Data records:
*-*-*

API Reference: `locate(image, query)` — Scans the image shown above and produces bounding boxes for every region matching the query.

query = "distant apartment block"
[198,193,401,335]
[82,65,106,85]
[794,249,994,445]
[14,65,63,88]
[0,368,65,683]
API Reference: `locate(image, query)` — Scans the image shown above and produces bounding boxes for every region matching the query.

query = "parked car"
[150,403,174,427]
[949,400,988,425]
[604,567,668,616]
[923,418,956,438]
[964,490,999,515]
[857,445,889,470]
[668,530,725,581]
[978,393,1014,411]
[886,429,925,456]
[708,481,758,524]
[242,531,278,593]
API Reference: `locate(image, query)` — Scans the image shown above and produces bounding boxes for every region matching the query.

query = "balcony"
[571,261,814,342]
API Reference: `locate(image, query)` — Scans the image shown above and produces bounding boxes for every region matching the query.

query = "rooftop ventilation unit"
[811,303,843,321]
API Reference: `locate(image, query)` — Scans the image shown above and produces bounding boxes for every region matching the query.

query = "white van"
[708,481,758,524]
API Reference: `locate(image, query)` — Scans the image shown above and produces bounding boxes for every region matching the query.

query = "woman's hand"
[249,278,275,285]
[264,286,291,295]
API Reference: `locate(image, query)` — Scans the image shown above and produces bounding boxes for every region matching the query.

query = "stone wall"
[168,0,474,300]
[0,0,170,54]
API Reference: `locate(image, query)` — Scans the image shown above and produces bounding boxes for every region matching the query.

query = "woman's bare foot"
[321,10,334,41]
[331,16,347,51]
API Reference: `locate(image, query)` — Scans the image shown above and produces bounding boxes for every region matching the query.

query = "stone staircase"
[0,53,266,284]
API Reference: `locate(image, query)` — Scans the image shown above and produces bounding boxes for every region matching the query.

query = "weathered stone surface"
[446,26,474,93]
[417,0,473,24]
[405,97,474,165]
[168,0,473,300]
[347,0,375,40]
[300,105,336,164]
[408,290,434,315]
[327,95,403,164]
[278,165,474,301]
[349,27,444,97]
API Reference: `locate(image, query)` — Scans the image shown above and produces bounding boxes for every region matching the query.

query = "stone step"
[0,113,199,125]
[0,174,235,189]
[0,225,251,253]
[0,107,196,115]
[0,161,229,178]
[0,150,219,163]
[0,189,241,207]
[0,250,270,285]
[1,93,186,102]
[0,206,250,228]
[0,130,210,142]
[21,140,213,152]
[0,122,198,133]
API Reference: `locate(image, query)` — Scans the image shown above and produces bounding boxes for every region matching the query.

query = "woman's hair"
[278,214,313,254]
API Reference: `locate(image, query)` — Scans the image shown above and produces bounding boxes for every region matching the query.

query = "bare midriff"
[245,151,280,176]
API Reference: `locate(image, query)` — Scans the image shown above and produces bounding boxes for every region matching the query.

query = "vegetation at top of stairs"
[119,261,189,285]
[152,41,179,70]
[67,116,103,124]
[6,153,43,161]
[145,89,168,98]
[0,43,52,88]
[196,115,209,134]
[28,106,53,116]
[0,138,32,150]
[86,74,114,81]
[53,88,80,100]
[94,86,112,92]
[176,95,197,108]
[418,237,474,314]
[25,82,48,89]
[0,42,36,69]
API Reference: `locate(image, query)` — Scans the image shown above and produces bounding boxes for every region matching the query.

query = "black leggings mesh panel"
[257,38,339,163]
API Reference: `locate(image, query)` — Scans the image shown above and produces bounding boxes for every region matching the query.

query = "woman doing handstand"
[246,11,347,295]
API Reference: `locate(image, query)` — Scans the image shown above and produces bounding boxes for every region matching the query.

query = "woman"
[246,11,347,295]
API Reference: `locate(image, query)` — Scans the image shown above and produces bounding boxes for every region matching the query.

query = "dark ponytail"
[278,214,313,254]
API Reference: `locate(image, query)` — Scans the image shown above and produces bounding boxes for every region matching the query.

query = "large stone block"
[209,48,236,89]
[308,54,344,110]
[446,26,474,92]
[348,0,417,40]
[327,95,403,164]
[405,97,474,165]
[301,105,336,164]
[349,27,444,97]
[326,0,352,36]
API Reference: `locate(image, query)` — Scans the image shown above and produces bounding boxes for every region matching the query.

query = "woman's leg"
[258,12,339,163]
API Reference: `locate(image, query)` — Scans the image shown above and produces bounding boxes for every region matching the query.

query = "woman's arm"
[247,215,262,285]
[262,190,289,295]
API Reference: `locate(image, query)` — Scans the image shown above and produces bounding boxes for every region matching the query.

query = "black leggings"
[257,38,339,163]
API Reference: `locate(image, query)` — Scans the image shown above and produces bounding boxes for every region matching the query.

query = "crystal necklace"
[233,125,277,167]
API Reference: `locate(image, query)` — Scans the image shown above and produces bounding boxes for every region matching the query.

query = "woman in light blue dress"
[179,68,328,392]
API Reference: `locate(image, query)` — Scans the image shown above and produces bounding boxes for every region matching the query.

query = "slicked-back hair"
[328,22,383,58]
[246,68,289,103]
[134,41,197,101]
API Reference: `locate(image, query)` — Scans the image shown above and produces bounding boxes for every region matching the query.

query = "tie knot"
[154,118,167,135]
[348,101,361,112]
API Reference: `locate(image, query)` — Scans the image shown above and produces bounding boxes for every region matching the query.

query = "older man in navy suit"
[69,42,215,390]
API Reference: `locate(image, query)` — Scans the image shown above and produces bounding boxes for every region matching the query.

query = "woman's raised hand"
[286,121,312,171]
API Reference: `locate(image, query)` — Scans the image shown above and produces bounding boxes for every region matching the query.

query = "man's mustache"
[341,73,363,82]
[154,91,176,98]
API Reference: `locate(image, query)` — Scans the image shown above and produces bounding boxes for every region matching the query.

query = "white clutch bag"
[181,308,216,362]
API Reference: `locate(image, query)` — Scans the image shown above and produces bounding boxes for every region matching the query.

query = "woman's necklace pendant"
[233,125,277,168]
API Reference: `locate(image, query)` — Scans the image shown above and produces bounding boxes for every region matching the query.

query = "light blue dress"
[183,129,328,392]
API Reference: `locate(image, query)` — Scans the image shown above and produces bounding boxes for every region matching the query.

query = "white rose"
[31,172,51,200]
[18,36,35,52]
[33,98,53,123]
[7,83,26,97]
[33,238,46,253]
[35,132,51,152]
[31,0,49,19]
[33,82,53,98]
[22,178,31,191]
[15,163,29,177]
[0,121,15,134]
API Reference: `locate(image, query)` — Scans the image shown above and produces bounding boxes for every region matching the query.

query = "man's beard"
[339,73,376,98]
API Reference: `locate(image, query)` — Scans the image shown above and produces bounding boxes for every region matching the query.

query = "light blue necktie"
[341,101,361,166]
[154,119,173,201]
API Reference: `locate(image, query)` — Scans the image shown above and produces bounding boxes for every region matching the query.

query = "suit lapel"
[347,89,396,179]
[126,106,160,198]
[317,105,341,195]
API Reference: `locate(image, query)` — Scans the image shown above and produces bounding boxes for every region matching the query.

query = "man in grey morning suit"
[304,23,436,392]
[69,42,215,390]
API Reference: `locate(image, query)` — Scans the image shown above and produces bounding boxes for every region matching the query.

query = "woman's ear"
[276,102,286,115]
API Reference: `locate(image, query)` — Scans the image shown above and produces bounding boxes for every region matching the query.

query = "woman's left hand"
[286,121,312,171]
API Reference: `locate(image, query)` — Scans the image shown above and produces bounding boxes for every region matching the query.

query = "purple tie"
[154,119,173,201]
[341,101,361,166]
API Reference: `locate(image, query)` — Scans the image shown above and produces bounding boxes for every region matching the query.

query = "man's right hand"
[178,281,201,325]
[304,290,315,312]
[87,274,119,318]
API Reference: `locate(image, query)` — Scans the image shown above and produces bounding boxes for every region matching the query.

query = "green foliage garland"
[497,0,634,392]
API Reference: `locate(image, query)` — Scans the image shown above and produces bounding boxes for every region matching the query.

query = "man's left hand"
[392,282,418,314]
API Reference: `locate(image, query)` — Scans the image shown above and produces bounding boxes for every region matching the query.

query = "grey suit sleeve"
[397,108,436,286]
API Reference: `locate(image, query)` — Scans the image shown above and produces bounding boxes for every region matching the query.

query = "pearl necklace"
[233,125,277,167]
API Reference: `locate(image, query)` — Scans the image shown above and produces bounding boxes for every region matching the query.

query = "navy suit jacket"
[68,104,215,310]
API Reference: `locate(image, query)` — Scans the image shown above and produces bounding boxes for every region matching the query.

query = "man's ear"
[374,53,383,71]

*-*-*

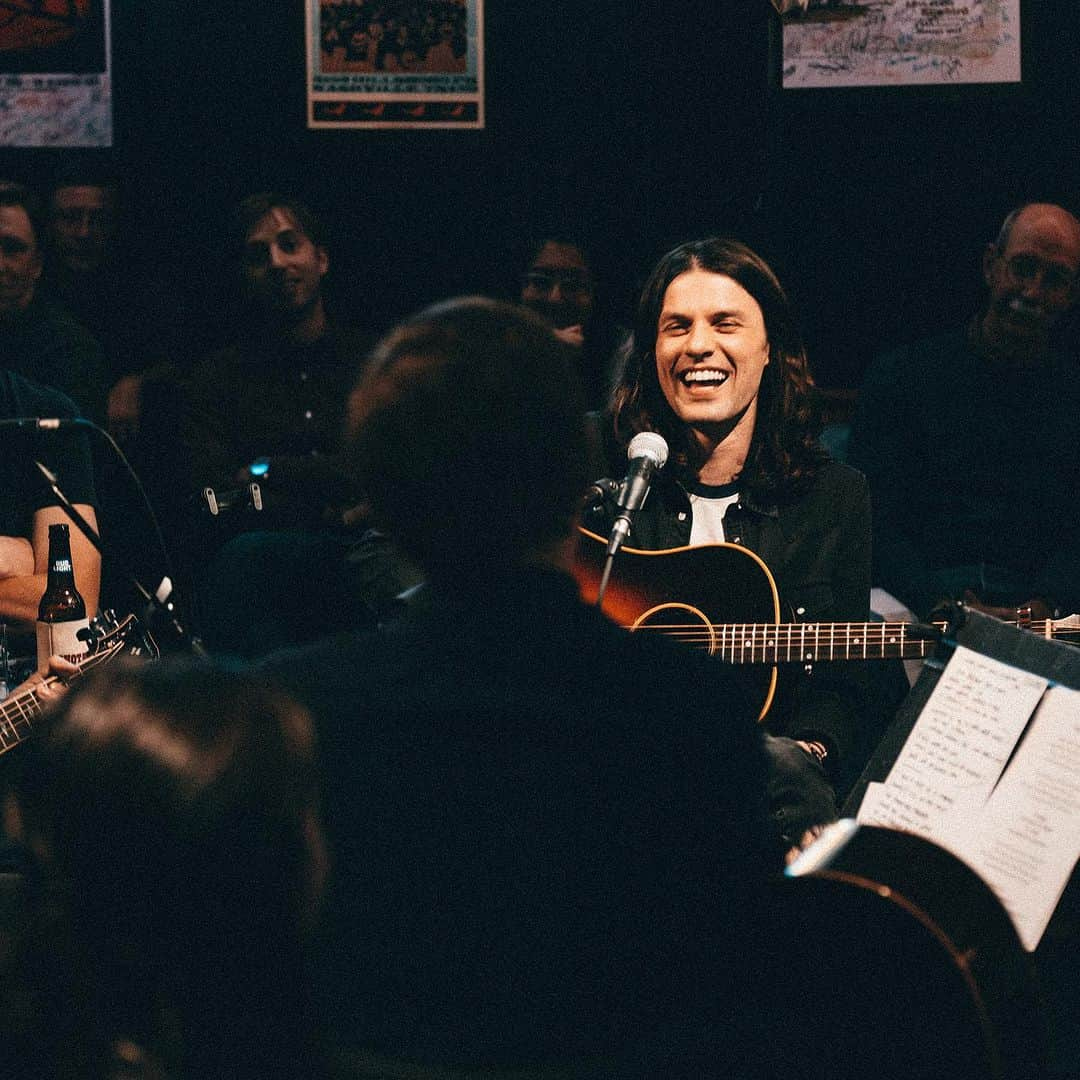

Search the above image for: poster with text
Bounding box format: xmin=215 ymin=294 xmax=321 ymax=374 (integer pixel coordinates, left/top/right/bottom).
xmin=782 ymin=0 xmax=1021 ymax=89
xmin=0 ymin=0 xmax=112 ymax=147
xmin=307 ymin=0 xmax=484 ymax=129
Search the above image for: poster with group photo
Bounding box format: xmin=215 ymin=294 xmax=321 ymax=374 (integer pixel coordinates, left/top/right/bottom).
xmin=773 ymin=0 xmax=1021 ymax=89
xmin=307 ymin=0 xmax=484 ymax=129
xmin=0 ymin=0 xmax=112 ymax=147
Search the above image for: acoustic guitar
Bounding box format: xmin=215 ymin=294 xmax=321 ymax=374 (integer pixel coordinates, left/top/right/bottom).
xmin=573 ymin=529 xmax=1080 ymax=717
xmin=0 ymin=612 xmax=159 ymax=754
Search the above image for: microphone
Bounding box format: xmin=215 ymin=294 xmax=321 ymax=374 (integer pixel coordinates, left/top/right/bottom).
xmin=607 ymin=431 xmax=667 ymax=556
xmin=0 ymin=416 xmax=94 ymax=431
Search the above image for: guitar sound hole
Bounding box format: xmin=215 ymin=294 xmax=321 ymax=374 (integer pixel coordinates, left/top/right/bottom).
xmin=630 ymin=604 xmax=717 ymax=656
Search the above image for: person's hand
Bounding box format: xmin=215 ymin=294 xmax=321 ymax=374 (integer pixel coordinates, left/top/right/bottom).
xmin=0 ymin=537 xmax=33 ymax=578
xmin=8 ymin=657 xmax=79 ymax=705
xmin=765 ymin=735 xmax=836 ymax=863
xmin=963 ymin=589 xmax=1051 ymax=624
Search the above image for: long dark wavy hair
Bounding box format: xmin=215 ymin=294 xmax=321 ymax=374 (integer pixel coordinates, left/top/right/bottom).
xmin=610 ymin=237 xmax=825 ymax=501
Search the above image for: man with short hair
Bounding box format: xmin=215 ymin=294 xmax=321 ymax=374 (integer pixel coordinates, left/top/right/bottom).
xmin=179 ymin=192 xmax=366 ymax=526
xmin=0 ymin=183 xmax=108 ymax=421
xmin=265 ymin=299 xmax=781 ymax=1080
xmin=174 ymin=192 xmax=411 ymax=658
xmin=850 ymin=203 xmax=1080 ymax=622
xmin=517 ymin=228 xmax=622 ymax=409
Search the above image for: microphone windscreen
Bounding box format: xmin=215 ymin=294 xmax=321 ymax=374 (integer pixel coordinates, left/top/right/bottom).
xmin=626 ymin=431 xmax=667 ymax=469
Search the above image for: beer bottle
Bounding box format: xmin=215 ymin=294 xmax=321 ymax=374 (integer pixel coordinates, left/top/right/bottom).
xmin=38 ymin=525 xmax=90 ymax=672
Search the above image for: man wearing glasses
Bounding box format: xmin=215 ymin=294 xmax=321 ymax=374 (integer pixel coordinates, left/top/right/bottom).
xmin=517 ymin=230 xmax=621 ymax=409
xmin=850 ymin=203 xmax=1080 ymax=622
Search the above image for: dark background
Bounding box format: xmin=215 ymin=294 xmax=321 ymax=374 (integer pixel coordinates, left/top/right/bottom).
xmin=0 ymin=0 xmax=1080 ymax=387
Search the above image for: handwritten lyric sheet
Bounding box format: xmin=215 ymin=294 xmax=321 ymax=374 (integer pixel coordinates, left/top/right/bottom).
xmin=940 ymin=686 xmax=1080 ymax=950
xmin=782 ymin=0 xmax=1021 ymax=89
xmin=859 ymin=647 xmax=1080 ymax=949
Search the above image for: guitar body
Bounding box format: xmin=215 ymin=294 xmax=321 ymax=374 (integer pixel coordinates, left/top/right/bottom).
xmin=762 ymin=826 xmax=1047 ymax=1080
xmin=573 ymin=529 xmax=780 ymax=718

*-*-*

Pick out and copy every line of the records above that contains the string "with". Letter case matters.

The reply:
Search the above image for: poster with text
Search the above image for: poster with group photo
Search the above image for: man with short hair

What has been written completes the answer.